_TO DO_
Rewrite the stretch of the records below from the line containing "Where can the tarpaulin" through the end of the records, both ends included. Keep every line, and offset each number in the answer coordinates by adding 126.

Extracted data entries
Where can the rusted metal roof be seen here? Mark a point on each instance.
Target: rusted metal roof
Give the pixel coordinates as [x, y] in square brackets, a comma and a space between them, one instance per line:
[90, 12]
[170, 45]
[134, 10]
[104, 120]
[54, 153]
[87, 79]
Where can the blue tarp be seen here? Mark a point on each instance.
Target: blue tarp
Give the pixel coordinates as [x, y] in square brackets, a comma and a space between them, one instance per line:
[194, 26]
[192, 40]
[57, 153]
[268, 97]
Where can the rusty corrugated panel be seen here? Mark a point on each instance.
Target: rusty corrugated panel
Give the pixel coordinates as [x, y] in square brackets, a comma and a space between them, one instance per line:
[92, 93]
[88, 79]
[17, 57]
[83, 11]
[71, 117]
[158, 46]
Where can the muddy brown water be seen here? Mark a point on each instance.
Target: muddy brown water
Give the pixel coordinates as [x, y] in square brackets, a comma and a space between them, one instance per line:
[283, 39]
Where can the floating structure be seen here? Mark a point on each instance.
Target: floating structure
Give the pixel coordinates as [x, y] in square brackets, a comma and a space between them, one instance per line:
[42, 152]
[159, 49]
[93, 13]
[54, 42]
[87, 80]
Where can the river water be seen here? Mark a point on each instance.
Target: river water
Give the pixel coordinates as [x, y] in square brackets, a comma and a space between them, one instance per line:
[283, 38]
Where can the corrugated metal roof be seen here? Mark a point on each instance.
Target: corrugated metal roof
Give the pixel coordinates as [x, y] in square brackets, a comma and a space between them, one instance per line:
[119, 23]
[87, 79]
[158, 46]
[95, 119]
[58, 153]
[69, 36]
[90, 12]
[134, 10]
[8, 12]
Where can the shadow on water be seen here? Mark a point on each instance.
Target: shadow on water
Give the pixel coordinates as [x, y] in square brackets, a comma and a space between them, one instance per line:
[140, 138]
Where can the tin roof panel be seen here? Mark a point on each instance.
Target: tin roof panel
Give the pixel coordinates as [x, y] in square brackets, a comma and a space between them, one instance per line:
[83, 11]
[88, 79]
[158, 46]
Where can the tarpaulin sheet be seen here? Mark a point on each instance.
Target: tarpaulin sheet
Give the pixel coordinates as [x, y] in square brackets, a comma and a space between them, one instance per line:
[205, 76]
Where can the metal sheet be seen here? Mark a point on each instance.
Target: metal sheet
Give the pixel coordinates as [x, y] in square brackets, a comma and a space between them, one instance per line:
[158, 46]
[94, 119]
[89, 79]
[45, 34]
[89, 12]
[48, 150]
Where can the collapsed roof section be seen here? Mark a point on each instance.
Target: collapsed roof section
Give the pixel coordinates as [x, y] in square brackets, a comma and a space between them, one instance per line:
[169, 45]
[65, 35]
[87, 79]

_RESPONSE TO THE TASK_
Where can the tarpaulin sheet be seen here? Mark a point on each instance.
Target: tarpaulin sheet
Give the pixel coordinates as [x, y] in square brackets, a comma and a space between them, one instance per line:
[331, 202]
Where can the metal sheet be seen here? Mark a point on each instance.
Target: metal sheet
Give the pixel coordinates as [x, y] in square brackets, a comma and a space between them, one instance per line:
[284, 172]
[220, 245]
[215, 205]
[171, 160]
[215, 138]
[174, 276]
Where can the collapsed roof section be seen here? Mark a point on each instance.
Target: collapsed roof section
Give the pixel coordinates as [x, y] in square brackets, a comma and a space between them, one instance per line:
[295, 171]
[191, 161]
[213, 205]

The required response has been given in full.